START Text provided
Septoria Blotch of Oats

Phaeosphaeria avenaria


Glume Blotch.

Septoria Avenae Blotch.


Dark brown to purple spots develop into tan to dark brown oval or irregularly shaped blotches, to 2 cm round, with yellow rims on leaves in late winter to spring and cover and kill the entire leaf. It may spread to leaf sheath then stems forming grey brown or shiny black blotches. Dark brown blotches may appear on the head and grain. Lodging may occur in severe attacks. Tiny black fruiting bodies may be seen in the centres of older blotches.

Species Affected:

Oats, Wild Oats.


More common in warm, moist conditions.

Survives on Oat residues and in very susceptible varieties it may be transmitted on seed.

Spores spread by raindrop splash and wind.

Spreads most rapidly in cool, rainy conditions.

Life Cycle:

Fruiting bodies in residues release spores in autumn and are spread by raindrop splash or wind to infect young Oat plants. In very susceptible varieties the initial infection may come from seed.
END Text provided
START Input data
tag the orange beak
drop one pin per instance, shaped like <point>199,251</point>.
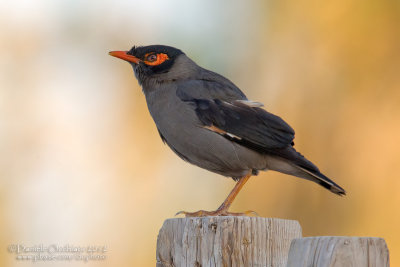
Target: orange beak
<point>123,55</point>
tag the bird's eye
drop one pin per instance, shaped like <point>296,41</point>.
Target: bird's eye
<point>155,59</point>
<point>151,58</point>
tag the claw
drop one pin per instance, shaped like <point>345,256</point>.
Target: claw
<point>219,212</point>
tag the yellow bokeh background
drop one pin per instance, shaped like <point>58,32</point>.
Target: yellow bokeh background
<point>81,161</point>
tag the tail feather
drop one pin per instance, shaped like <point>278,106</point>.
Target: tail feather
<point>324,181</point>
<point>293,163</point>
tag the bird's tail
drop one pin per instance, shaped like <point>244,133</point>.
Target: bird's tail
<point>295,164</point>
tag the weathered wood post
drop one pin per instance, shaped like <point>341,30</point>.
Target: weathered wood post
<point>226,241</point>
<point>338,251</point>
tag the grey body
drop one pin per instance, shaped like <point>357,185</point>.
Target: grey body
<point>181,129</point>
<point>185,100</point>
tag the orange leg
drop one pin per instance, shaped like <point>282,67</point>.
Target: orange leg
<point>223,209</point>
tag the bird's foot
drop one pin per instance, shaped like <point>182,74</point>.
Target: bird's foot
<point>218,212</point>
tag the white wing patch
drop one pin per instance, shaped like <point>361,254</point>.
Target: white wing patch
<point>221,132</point>
<point>252,104</point>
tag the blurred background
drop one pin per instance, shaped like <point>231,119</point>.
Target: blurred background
<point>81,161</point>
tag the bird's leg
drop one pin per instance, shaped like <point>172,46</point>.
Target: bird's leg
<point>223,209</point>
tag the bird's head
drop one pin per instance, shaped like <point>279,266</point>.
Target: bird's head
<point>149,61</point>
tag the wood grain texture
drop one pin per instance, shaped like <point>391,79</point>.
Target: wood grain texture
<point>335,251</point>
<point>225,241</point>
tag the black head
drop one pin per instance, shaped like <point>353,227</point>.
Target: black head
<point>149,60</point>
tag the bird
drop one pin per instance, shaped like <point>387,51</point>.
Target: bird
<point>209,122</point>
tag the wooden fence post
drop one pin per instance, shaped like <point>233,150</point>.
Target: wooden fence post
<point>338,251</point>
<point>226,241</point>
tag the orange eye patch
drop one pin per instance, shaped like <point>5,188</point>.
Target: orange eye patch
<point>155,59</point>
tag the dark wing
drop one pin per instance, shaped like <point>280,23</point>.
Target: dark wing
<point>252,127</point>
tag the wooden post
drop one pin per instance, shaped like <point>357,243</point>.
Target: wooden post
<point>225,241</point>
<point>335,251</point>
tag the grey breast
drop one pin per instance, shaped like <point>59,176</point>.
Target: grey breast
<point>184,133</point>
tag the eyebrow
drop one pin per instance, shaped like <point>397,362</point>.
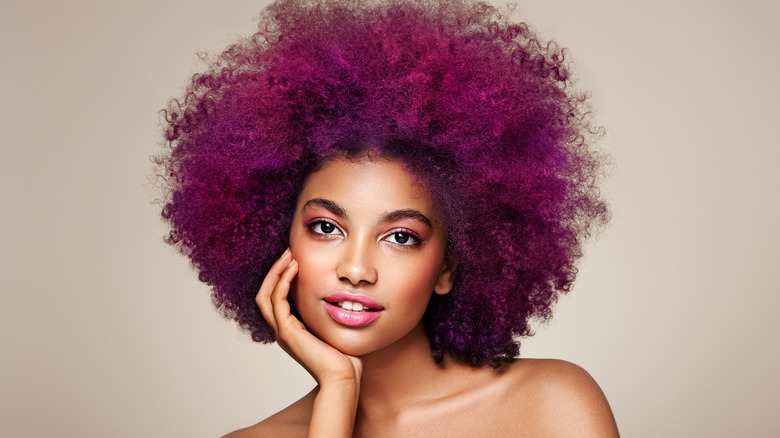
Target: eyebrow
<point>390,216</point>
<point>327,204</point>
<point>406,213</point>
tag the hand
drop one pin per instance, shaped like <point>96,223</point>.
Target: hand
<point>322,361</point>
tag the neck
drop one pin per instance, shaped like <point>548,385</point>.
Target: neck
<point>401,375</point>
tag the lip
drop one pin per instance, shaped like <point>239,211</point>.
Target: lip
<point>349,318</point>
<point>344,296</point>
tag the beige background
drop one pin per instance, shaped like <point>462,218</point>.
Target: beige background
<point>106,332</point>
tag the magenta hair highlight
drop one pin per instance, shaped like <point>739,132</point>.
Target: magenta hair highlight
<point>471,102</point>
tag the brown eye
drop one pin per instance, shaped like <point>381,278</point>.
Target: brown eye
<point>323,227</point>
<point>403,238</point>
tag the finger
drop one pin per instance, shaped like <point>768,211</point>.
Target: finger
<point>263,297</point>
<point>280,305</point>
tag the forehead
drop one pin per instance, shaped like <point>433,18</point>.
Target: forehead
<point>367,185</point>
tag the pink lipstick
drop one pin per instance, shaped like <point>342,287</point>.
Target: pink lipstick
<point>352,310</point>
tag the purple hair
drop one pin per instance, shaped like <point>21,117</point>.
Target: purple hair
<point>470,101</point>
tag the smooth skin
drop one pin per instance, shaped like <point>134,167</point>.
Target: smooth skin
<point>381,380</point>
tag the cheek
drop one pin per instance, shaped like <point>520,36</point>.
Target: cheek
<point>417,278</point>
<point>312,266</point>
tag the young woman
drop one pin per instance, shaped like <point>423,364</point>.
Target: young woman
<point>407,184</point>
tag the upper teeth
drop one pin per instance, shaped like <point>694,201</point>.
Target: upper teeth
<point>349,305</point>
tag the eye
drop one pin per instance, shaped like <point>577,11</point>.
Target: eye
<point>323,227</point>
<point>403,238</point>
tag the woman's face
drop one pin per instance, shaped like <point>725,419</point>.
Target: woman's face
<point>370,245</point>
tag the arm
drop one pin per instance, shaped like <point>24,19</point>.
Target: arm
<point>338,375</point>
<point>569,403</point>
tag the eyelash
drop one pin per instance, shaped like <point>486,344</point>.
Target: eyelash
<point>311,225</point>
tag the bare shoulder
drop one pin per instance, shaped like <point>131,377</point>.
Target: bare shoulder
<point>292,421</point>
<point>558,398</point>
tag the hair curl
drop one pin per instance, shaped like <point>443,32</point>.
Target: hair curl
<point>471,101</point>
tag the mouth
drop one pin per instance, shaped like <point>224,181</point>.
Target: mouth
<point>353,302</point>
<point>352,310</point>
<point>352,306</point>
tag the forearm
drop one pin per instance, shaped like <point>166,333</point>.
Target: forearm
<point>333,413</point>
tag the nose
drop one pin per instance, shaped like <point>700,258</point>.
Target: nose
<point>356,265</point>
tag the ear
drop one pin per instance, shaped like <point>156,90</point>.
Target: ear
<point>446,277</point>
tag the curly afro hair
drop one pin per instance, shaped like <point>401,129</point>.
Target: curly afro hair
<point>469,100</point>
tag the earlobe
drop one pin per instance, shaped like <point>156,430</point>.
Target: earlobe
<point>446,277</point>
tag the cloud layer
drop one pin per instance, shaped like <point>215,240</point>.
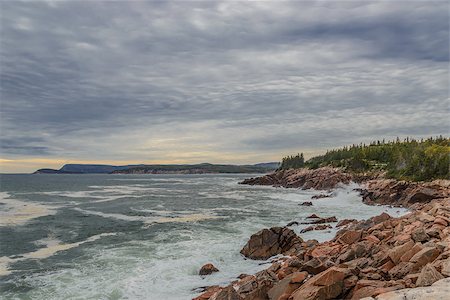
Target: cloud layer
<point>218,81</point>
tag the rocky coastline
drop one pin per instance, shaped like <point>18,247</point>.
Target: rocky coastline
<point>379,258</point>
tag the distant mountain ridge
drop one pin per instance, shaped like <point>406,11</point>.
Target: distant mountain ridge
<point>160,169</point>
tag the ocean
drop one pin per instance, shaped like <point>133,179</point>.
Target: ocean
<point>144,236</point>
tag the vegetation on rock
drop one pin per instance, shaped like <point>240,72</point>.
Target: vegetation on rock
<point>410,159</point>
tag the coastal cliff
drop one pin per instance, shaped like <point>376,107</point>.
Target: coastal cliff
<point>379,258</point>
<point>365,259</point>
<point>375,189</point>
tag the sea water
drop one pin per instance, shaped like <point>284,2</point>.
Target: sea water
<point>144,236</point>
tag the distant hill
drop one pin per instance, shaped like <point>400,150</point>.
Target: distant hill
<point>157,169</point>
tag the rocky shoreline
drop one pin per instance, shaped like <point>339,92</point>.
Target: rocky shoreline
<point>379,258</point>
<point>375,188</point>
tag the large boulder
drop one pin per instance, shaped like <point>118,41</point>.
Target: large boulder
<point>269,242</point>
<point>326,285</point>
<point>207,269</point>
<point>438,290</point>
<point>428,276</point>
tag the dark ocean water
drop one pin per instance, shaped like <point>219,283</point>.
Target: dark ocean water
<point>142,236</point>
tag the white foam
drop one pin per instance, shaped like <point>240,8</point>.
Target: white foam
<point>195,217</point>
<point>52,246</point>
<point>16,212</point>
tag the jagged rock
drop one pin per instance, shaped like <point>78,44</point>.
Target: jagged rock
<point>370,288</point>
<point>446,267</point>
<point>345,222</point>
<point>424,256</point>
<point>210,291</point>
<point>350,237</point>
<point>208,269</point>
<point>320,196</point>
<point>428,276</point>
<point>287,285</point>
<point>227,293</point>
<point>317,227</point>
<point>270,242</point>
<point>402,193</point>
<point>396,253</point>
<point>419,235</point>
<point>313,216</point>
<point>324,220</point>
<point>325,178</point>
<point>327,285</point>
<point>439,290</point>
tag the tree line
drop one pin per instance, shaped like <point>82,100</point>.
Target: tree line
<point>411,159</point>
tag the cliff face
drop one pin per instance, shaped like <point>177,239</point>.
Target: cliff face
<point>373,191</point>
<point>365,259</point>
<point>403,193</point>
<point>320,179</point>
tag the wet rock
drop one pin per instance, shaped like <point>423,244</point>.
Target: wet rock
<point>350,237</point>
<point>419,235</point>
<point>439,290</point>
<point>286,286</point>
<point>397,252</point>
<point>424,256</point>
<point>320,196</point>
<point>402,193</point>
<point>317,227</point>
<point>208,269</point>
<point>313,216</point>
<point>270,242</point>
<point>327,285</point>
<point>292,223</point>
<point>227,293</point>
<point>324,220</point>
<point>445,270</point>
<point>208,293</point>
<point>345,222</point>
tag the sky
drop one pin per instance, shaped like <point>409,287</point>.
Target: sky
<point>221,82</point>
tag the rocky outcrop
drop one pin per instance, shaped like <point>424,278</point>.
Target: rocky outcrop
<point>207,269</point>
<point>320,179</point>
<point>403,193</point>
<point>438,290</point>
<point>270,242</point>
<point>373,191</point>
<point>370,258</point>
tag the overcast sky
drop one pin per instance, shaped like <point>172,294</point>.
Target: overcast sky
<point>230,82</point>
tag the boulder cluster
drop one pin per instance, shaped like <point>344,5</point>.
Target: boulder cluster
<point>366,259</point>
<point>403,193</point>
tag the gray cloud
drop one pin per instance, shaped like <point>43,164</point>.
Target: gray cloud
<point>142,79</point>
END Input data
Tasks to complete ->
A: In the Septoria blotch of oats text, how are the spores spread?
B: Resume the text on Septoria blotch of oats after its final sentence.
The records have no connection to the text about Septoria blotch of oats.

Your responses ->
A: By raindrop splash and wind.

B:
Origin and History:


More common in coastal areas.


Most damaging in early sown and short-straw crops.

Yield losses of up to 30% have been recorded.

Management and Control:

Sow resistant varieties. See Disease Susceptibility of Oat Varieties.

Avoid early sowing before May 15 in high rainfall areas.

Avoid areas where Oat stubble is present.

Burn, bury or graze infested Oat straw in cropping and adjacent paddocks.

Use longer rotations and avoid planting Oats adjacent to previous Oat crops. Rotate with any other crop or pasture not containing Avena species.